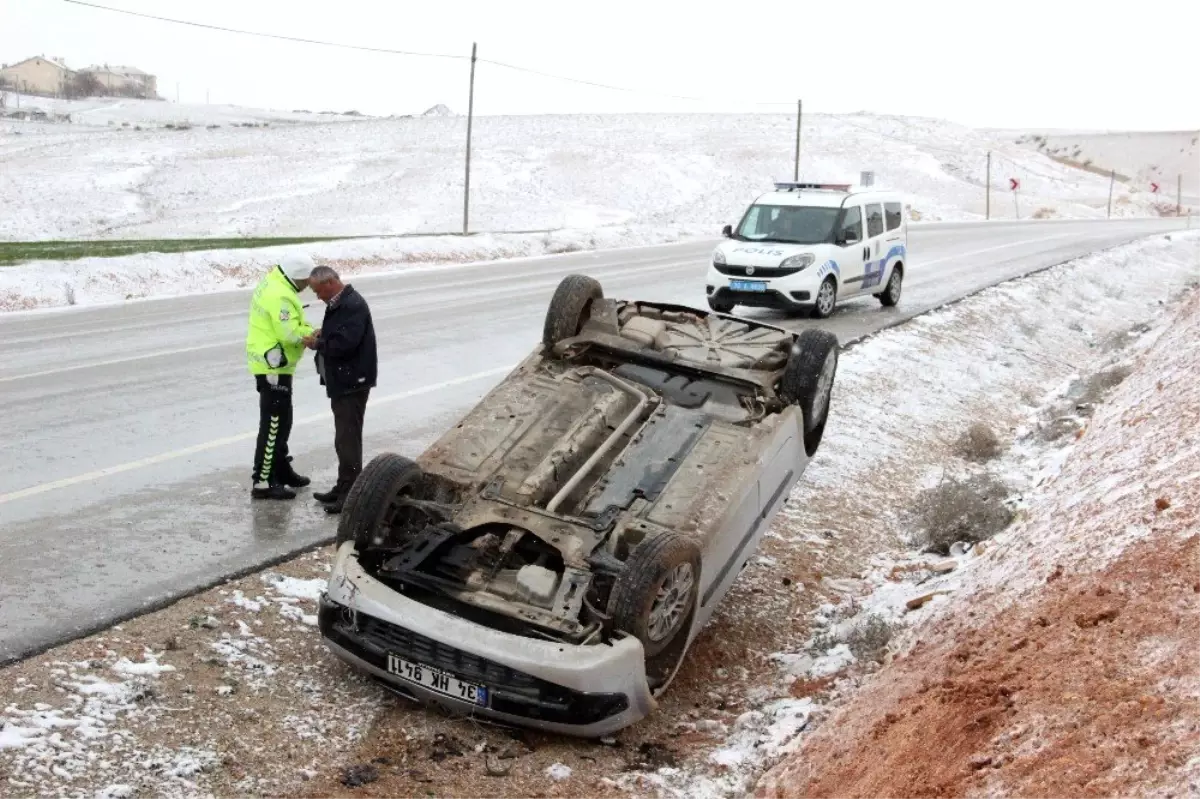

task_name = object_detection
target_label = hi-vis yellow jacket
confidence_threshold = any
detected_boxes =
[246,266,312,374]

○ ○ ○ ○ ○

--- WORK TO BE COMPLETED ---
Rewrite the data above, substituting "vest" for each "jacket" and keeping everything else the same. Leave the pictures out of your answer.

--- TASK ANSWER ---
task_name = object_detection
target_label = hi-vis yellow vest
confidence_threshold = any
detected_boxes =
[246,266,312,374]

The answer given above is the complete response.